**Data extracts:**
- Opening Delimiter -
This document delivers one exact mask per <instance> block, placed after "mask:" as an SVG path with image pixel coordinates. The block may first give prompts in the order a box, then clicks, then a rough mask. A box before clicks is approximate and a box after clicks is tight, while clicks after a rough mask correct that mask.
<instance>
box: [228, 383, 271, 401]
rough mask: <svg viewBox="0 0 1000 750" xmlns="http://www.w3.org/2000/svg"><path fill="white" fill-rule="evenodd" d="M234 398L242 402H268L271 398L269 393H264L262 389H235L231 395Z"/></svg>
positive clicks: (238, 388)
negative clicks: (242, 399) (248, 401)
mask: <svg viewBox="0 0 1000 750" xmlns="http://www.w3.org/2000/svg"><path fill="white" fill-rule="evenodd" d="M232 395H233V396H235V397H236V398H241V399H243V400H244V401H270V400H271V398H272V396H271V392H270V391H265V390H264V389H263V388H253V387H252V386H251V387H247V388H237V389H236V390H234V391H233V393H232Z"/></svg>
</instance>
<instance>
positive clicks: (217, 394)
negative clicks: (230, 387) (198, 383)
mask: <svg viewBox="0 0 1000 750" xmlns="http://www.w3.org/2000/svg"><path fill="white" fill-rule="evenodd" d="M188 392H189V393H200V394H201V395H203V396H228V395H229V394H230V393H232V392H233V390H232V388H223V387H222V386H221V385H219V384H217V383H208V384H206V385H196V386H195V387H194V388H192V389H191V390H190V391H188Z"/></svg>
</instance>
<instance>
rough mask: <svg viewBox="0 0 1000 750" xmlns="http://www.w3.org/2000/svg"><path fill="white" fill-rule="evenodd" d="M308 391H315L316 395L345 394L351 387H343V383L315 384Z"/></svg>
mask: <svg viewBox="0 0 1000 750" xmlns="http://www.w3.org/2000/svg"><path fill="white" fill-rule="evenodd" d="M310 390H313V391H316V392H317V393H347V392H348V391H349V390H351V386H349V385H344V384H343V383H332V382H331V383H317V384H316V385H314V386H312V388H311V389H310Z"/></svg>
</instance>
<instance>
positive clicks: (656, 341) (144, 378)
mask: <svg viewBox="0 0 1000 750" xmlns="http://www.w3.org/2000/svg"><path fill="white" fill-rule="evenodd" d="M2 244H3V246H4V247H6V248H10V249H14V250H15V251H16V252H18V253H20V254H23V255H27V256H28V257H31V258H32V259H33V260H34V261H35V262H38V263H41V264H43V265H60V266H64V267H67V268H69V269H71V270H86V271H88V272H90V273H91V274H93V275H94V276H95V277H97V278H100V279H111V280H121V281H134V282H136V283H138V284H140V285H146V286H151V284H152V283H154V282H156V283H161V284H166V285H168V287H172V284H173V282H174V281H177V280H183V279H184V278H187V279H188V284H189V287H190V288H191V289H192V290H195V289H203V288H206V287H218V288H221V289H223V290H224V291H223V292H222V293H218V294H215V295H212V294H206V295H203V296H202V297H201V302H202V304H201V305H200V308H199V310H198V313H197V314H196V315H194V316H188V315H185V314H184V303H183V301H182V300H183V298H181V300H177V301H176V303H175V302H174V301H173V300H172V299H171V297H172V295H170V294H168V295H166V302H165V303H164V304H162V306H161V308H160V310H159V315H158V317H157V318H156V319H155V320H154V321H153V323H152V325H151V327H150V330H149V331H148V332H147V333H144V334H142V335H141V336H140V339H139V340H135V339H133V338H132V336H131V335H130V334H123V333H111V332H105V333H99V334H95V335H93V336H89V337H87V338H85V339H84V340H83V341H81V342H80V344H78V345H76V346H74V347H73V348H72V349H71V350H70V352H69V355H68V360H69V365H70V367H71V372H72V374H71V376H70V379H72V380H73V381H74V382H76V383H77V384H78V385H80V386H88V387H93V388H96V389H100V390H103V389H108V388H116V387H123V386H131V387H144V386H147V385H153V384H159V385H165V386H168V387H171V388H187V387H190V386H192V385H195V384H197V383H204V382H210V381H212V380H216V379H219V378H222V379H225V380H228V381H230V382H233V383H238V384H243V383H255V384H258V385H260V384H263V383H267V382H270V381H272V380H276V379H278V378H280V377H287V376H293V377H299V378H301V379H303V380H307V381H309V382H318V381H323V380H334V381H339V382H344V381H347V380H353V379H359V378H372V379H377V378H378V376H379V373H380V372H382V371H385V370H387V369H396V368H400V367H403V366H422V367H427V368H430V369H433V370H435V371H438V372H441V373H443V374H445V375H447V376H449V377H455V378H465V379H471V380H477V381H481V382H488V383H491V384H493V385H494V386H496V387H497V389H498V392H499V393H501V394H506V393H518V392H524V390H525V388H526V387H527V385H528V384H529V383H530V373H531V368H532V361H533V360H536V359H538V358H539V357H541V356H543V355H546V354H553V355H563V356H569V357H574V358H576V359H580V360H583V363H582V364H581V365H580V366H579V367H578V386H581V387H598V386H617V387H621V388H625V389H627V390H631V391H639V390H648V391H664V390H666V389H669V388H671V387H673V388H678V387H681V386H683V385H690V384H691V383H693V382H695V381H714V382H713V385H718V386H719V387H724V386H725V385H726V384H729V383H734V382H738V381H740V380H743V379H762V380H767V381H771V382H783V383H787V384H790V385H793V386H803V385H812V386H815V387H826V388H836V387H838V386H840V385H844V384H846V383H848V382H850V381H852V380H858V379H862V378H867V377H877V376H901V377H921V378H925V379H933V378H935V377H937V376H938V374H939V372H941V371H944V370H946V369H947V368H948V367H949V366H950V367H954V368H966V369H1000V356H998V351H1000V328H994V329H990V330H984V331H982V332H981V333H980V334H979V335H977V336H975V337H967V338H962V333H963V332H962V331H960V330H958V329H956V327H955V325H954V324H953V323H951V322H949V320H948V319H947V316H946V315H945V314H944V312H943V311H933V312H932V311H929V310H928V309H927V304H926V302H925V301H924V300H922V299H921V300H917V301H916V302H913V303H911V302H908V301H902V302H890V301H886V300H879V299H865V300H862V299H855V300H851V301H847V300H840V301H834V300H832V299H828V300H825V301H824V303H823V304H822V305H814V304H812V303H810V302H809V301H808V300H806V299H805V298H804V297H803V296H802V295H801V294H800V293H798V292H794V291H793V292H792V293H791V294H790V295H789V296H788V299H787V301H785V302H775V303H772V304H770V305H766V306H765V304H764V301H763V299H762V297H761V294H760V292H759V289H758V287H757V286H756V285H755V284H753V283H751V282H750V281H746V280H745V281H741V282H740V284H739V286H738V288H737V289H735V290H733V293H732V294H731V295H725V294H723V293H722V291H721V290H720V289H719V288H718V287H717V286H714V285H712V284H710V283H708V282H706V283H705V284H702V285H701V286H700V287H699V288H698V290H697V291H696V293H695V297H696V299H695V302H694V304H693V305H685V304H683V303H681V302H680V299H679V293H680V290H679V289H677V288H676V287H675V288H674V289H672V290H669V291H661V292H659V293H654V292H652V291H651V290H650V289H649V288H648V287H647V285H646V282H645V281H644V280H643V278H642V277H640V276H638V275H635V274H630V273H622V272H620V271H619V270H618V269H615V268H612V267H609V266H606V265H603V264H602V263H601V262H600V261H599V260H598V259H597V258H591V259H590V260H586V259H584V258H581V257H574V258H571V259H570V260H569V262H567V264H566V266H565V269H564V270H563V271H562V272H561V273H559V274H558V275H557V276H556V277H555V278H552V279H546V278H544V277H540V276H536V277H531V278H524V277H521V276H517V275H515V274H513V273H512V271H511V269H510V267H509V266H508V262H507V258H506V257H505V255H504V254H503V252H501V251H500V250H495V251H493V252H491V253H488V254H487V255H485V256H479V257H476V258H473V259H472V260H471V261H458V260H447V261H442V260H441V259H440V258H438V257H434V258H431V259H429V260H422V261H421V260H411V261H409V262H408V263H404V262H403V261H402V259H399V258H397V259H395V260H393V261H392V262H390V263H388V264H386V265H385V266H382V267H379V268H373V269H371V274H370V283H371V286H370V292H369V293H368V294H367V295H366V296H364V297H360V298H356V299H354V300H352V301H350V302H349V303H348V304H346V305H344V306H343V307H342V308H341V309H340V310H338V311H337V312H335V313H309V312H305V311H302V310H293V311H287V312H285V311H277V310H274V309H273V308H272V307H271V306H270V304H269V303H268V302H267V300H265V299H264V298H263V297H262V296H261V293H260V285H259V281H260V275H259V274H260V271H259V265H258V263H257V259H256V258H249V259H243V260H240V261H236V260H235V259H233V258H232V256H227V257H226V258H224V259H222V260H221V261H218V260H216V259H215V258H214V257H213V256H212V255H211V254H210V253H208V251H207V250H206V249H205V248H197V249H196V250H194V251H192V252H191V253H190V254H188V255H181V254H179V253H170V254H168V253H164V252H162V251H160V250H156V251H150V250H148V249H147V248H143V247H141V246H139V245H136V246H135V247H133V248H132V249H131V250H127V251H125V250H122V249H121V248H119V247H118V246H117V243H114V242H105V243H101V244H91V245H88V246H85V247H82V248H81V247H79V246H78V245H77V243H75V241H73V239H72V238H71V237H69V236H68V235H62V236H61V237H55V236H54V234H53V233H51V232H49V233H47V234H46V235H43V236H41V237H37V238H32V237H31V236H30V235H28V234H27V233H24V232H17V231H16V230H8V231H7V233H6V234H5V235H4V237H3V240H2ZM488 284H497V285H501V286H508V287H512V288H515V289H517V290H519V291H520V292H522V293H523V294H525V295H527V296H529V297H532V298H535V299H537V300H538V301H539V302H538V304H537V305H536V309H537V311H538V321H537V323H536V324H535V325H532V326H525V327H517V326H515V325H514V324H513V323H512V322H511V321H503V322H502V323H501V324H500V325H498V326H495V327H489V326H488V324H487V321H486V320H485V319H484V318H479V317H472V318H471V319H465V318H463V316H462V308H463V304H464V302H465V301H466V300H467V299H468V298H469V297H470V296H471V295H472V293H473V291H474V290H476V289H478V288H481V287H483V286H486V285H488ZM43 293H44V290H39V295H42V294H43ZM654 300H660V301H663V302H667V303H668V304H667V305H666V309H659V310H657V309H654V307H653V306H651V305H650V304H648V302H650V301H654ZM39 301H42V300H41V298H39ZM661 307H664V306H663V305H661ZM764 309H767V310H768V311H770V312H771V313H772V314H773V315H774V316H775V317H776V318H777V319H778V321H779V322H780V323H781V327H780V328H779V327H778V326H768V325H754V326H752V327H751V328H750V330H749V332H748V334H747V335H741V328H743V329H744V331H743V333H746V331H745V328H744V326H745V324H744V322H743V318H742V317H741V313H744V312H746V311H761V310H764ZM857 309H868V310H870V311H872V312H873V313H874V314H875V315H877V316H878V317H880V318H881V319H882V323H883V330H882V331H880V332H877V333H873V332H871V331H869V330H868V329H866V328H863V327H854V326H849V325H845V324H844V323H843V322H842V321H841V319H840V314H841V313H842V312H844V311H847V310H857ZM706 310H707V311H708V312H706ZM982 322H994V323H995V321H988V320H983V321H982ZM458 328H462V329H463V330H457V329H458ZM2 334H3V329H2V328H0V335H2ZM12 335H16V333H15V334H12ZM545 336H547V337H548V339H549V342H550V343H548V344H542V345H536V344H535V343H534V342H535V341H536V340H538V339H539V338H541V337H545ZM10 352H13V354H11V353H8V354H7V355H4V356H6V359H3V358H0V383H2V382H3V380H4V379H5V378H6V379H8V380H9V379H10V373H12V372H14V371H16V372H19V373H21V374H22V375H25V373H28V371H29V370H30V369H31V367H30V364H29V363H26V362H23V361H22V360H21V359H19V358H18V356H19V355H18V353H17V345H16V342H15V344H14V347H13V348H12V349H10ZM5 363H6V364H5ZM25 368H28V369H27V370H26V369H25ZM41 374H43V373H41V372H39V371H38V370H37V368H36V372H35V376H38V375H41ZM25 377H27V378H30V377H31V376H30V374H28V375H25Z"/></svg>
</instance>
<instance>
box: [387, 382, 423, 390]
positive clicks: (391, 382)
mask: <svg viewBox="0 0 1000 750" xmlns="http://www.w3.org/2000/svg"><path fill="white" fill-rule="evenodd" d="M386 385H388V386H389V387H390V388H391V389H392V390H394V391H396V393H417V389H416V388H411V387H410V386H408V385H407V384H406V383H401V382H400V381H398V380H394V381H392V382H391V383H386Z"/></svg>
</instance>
- Closing Delimiter -
Repeat word for word the lines above that run from the line containing "box: [228, 383, 271, 401]" through the line containing "positive clicks: (238, 388)", both ends included, and nothing else.

box: [228, 383, 271, 401]
rough mask: <svg viewBox="0 0 1000 750" xmlns="http://www.w3.org/2000/svg"><path fill="white" fill-rule="evenodd" d="M234 398L242 402H268L271 398L269 393H264L262 389H235L231 395Z"/></svg>
positive clicks: (238, 388)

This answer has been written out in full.